=== Problems to work on ===
(1) According to the mailing-list reply, how long does the query take after switching from gin to btree?
(2) Reproduce the stretch of the mailing-list reply from "From: Marco Colli" through "am really grateful.".

=== Extract provided ===

Re: Slow "not in array" operation

From: Marco Colli <collimarco91(at)gmail(dot)com>
To: Jeff Janes <jeff(dot)janes(at)gmail(dot)com>
Cc: Michael Lewis <mlewis(at)entrata(dot)com>, pgsql-performance(at)lists(dot)postgresql(dot)org
Subject: Re: Slow "not in array" operation
Date: 2019-11-13 16:15:43
Message-ID: CAFvCgN7khSvn_pZim3PQ9E5cC5hq4AOnFV5j110EiBn7et=24Q@mail.gmail.com
Views: Raw Message | Whole Thread | Download mbox | Resend email
Thread:
Lists: pgsql-performance

Wow! Thank you very much Jeff!! I am really grateful.

Thanks to the btree (instead of gin) the query now takes about 500ms
instead of 70s.

=== Information shown ===

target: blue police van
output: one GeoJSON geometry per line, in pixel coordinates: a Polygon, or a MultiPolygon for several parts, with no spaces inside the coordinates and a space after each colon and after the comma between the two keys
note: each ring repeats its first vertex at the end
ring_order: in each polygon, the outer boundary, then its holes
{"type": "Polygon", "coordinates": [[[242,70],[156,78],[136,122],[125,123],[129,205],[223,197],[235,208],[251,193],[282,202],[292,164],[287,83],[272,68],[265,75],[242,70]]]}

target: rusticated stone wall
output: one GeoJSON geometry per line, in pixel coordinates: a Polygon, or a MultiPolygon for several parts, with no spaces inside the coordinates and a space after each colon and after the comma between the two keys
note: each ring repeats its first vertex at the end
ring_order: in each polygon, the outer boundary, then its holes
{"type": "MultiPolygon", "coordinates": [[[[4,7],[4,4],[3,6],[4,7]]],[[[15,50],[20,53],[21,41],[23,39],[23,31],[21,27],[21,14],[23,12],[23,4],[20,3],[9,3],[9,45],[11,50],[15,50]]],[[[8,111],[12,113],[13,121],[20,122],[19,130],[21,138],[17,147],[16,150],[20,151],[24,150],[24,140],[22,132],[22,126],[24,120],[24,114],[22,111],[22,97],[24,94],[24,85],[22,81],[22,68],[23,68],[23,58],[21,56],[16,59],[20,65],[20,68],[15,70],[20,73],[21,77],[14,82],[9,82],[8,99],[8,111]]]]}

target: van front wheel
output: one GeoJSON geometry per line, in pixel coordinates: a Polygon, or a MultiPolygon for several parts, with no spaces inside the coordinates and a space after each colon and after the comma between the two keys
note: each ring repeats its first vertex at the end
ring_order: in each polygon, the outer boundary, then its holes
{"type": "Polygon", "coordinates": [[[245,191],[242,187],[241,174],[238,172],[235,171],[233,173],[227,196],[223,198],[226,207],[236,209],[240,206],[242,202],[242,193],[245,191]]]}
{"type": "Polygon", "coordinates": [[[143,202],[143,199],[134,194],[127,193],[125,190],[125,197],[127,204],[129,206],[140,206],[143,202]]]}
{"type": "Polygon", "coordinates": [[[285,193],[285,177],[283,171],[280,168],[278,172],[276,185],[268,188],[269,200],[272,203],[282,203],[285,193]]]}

==

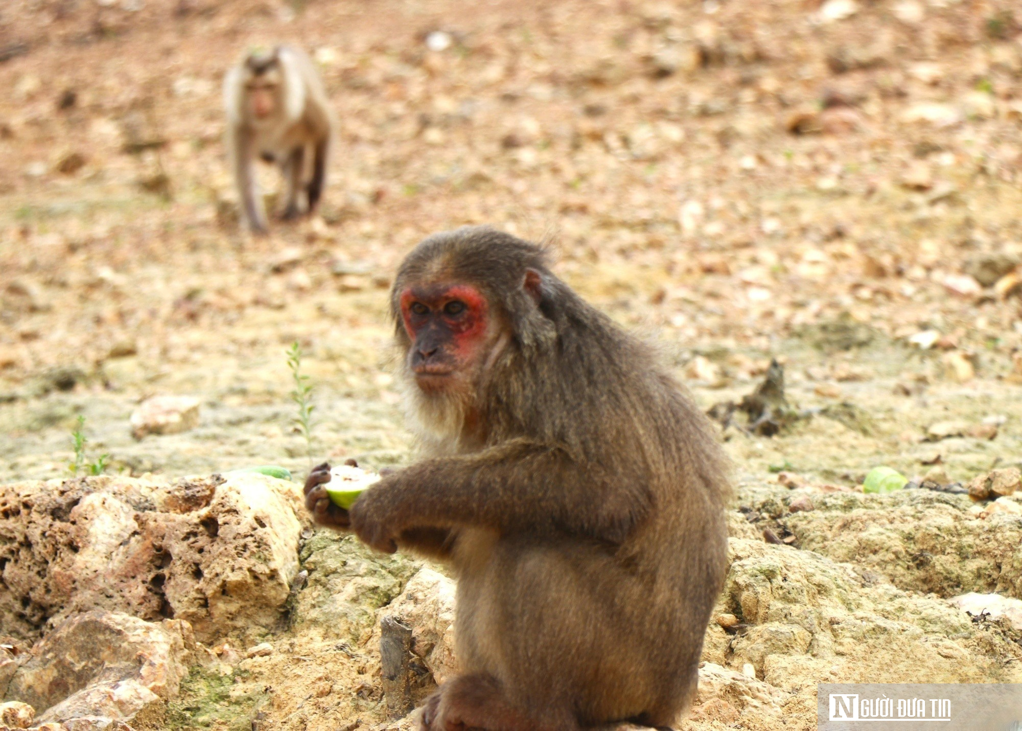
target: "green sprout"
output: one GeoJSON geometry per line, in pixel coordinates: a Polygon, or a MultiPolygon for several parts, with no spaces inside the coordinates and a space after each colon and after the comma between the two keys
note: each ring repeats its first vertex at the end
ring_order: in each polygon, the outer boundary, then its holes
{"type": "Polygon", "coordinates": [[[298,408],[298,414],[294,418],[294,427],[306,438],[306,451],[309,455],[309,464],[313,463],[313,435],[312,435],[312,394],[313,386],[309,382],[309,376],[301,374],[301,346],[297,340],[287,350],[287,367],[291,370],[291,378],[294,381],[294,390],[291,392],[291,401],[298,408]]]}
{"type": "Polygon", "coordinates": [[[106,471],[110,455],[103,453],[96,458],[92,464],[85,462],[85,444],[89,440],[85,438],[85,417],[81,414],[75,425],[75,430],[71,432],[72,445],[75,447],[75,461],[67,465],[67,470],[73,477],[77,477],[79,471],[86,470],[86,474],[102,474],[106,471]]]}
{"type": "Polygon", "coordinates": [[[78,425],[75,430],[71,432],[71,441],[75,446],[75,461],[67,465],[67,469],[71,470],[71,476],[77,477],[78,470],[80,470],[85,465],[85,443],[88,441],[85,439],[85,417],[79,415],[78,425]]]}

---

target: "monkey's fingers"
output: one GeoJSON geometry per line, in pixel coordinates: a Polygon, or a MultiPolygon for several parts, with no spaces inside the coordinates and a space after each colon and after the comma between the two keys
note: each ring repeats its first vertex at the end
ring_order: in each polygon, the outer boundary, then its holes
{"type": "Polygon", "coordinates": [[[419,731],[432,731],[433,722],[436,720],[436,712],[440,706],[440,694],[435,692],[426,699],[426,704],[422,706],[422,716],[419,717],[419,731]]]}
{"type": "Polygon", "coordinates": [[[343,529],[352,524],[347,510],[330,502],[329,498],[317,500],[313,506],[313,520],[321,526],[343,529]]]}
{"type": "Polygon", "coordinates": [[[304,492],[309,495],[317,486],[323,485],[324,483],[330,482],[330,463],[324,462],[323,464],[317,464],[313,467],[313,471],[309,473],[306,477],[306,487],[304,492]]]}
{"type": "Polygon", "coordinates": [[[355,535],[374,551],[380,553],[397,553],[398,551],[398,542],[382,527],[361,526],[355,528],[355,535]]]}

=== Exercise responses ===
(1) About 500ms, instead of 70s.

(2)
From: Marco Colli <collimarco91(at)gmail(dot)com>
To: Jeff Janes <jeff(dot)janes(at)gmail(dot)com>
Cc: Michael Lewis <mlewis(at)entrata(dot)com>, pgsql-performance(at)lists(dot)postgresql(dot)org
Subject: Re: Slow "not in array" operation
Date: 2019-11-13 16:15:43
Message-ID: CAFvCgN7khSvn_pZim3PQ9E5cC5hq4AOnFV5j110EiBn7et=24Q@mail.gmail.com
Views: Raw Message | Whole Thread | Download mbox | Resend email
Thread:
Lists: pgsql-performance

Wow! Thank you very much Jeff!! I am really grateful.